Dataset extract:
Begin
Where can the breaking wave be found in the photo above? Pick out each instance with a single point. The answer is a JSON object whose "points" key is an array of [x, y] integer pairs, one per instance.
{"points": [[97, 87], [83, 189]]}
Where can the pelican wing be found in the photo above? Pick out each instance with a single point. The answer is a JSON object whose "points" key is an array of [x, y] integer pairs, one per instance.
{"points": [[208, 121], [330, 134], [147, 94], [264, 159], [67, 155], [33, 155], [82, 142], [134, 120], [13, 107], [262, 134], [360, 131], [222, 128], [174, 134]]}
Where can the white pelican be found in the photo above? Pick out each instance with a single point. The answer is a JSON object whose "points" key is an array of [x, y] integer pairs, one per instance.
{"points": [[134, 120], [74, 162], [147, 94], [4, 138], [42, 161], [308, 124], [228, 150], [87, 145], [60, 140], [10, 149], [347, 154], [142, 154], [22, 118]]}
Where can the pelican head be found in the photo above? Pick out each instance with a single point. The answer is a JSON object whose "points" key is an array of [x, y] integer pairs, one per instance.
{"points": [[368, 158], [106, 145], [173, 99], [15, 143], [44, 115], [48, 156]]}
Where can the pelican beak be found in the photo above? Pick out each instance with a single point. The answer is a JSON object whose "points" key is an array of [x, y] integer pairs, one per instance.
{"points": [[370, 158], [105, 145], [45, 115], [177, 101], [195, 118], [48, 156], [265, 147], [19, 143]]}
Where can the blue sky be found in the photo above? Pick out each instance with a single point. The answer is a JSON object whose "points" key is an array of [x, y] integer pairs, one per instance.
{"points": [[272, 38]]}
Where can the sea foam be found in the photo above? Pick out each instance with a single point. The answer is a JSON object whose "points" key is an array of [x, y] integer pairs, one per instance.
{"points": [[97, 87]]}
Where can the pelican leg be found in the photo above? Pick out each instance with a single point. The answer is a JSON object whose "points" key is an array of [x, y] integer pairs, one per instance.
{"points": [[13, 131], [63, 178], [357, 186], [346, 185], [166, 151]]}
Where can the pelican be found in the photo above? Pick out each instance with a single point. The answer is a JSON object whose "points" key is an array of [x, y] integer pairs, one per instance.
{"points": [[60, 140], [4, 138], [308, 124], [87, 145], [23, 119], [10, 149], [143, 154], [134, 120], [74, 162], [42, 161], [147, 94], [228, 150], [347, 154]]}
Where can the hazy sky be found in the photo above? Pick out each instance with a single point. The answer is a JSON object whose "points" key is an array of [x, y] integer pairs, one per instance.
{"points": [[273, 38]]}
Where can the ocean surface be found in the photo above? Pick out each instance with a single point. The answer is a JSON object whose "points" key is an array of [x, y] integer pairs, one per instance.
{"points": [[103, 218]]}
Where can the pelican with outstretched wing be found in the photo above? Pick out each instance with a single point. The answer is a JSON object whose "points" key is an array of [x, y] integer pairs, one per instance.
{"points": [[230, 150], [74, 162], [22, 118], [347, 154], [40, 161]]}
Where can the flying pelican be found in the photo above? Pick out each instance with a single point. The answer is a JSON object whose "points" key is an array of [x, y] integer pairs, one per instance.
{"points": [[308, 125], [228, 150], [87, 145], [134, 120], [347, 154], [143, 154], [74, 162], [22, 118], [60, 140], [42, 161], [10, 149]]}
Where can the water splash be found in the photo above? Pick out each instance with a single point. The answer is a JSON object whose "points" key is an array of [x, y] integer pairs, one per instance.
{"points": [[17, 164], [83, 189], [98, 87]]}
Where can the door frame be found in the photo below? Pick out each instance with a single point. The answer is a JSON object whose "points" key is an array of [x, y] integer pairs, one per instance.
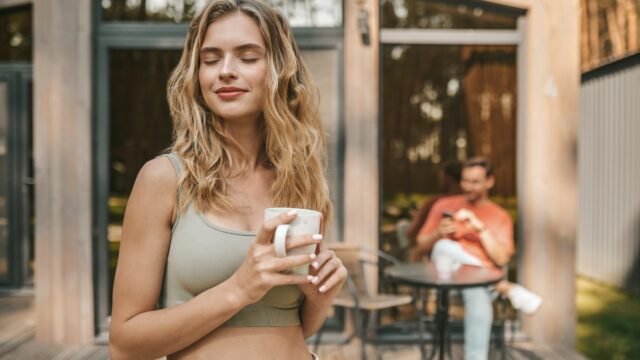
{"points": [[17, 75]]}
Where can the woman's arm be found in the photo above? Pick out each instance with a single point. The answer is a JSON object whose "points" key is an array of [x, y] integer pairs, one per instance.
{"points": [[138, 329], [325, 286]]}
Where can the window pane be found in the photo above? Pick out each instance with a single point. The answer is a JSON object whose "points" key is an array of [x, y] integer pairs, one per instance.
{"points": [[443, 103], [324, 66], [301, 13], [447, 14], [4, 221], [15, 34], [140, 126]]}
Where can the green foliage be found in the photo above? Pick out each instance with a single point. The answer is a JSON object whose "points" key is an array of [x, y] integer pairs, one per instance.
{"points": [[608, 322]]}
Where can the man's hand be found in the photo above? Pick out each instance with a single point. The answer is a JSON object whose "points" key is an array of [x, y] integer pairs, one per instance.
{"points": [[470, 218], [446, 227]]}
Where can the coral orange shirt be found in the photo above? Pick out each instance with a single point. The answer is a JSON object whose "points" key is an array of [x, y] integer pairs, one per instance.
{"points": [[494, 217]]}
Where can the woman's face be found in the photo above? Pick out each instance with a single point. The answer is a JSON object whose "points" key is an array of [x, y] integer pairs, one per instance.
{"points": [[233, 68]]}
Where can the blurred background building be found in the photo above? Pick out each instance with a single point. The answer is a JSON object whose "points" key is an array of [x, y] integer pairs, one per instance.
{"points": [[406, 85]]}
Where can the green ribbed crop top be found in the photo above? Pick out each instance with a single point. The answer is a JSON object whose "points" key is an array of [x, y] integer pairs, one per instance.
{"points": [[202, 255]]}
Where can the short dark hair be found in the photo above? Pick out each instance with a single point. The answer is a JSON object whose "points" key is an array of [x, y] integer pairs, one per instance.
{"points": [[479, 161]]}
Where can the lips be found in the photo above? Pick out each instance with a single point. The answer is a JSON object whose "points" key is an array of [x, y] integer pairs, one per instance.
{"points": [[230, 92]]}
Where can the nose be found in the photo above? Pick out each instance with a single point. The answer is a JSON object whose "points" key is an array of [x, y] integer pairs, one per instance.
{"points": [[228, 69]]}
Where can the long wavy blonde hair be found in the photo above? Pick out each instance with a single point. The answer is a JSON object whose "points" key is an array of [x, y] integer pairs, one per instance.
{"points": [[293, 141]]}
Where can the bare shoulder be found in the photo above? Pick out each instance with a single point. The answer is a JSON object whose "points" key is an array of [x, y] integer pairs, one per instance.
{"points": [[155, 189], [158, 172]]}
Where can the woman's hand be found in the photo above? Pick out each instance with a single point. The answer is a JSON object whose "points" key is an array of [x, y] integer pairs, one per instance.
{"points": [[263, 270], [326, 276]]}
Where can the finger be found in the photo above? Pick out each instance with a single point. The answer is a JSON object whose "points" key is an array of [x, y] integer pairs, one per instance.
{"points": [[288, 279], [299, 241], [326, 270], [266, 231], [336, 278], [322, 258], [288, 262]]}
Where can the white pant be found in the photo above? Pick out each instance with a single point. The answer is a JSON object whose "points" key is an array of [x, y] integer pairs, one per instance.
{"points": [[478, 314]]}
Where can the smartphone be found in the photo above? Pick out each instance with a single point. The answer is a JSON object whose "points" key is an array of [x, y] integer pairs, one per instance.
{"points": [[447, 214]]}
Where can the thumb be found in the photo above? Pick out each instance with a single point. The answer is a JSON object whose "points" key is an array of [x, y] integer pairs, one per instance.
{"points": [[267, 230]]}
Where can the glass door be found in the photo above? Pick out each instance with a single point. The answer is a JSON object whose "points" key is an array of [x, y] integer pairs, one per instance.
{"points": [[17, 218]]}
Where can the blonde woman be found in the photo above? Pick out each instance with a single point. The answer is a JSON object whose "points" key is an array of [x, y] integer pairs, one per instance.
{"points": [[197, 275]]}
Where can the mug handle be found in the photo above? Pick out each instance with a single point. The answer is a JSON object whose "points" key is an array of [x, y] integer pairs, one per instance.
{"points": [[280, 240]]}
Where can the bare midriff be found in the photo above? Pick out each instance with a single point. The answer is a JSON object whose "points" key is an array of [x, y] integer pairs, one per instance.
{"points": [[246, 343]]}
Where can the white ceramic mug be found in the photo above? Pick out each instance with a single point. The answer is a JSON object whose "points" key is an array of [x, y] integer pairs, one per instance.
{"points": [[306, 223]]}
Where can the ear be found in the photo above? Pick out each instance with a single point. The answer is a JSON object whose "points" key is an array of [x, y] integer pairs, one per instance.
{"points": [[491, 181]]}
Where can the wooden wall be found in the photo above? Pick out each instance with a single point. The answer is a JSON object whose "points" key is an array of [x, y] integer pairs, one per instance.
{"points": [[62, 151]]}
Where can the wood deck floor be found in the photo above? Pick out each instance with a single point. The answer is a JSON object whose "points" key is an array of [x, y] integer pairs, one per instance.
{"points": [[17, 342]]}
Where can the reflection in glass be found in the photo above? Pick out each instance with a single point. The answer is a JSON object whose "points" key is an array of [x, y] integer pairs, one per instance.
{"points": [[610, 30], [30, 190], [442, 103], [447, 14], [301, 13], [15, 34], [4, 222]]}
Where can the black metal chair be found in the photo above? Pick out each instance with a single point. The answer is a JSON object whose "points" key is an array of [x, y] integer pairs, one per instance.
{"points": [[355, 295]]}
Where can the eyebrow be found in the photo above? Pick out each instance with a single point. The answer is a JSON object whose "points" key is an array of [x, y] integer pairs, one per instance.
{"points": [[250, 46]]}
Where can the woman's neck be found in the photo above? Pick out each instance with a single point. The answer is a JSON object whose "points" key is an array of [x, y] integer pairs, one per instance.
{"points": [[247, 136]]}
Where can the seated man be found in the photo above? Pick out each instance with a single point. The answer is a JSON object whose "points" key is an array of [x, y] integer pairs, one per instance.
{"points": [[475, 231], [449, 182]]}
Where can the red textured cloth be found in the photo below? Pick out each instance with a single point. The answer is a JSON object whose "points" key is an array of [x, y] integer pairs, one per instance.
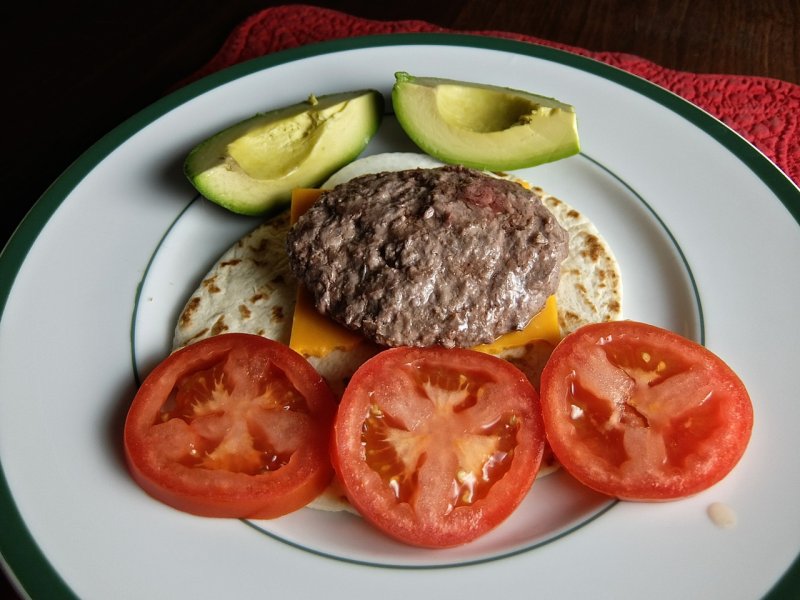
{"points": [[765, 111]]}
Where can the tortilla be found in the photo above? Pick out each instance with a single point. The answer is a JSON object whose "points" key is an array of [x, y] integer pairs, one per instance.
{"points": [[250, 289]]}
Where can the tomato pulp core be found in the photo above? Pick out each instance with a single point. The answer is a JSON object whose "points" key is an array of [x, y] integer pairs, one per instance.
{"points": [[457, 446], [248, 419], [641, 410]]}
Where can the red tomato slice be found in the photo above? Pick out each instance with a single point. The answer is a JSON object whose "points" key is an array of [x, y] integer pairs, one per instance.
{"points": [[232, 426], [436, 447], [641, 413]]}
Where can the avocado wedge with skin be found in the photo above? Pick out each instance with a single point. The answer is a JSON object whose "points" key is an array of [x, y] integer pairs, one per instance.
{"points": [[251, 167], [483, 126]]}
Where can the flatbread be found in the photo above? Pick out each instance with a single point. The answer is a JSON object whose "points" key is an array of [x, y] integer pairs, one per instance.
{"points": [[251, 289]]}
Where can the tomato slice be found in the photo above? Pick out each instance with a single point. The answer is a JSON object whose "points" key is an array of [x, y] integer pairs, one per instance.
{"points": [[641, 413], [235, 425], [436, 447]]}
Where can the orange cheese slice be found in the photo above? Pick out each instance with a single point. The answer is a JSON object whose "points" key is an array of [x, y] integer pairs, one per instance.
{"points": [[315, 335]]}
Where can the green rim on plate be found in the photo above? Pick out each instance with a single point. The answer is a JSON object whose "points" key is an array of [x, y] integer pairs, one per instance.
{"points": [[21, 555]]}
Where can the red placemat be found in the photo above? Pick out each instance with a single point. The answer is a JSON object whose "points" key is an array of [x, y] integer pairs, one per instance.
{"points": [[763, 110]]}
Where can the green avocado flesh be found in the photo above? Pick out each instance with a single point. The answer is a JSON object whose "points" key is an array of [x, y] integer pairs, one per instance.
{"points": [[252, 167], [483, 126]]}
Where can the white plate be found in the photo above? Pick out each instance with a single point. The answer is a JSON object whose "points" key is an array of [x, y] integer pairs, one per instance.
{"points": [[706, 232]]}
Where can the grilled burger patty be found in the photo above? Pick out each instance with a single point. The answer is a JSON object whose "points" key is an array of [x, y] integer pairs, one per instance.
{"points": [[447, 256]]}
End
Extract exactly the lines between the line containing "Where can the red placemat" and the end of the data, including both.

Where can the red placemat be found in the photo above? Pick out each instance with a single point. The answer is a JSON object whose "points" key is an array of [x, y] integer pairs, one per instance.
{"points": [[763, 110]]}
Where can the green avocado flesh be found in the photo above? Pick out each instance with a single point. The answer is a JSON object whose "points" key is an array of [x, y] integer pairs, one per instance.
{"points": [[252, 167], [483, 126]]}
Where can the white plate be found in the photo above? Pick out each instance with a single point. The answer is a JSON object whose "points" key is an array of [x, y] integer pairs, one per instance.
{"points": [[706, 232]]}
Where can the grilled burger patty be found in the photo above? Pick out each instance with a single point. The answer is a JSON object whose "points" key is an array of [x, y] integer pairs, one per instance.
{"points": [[447, 256]]}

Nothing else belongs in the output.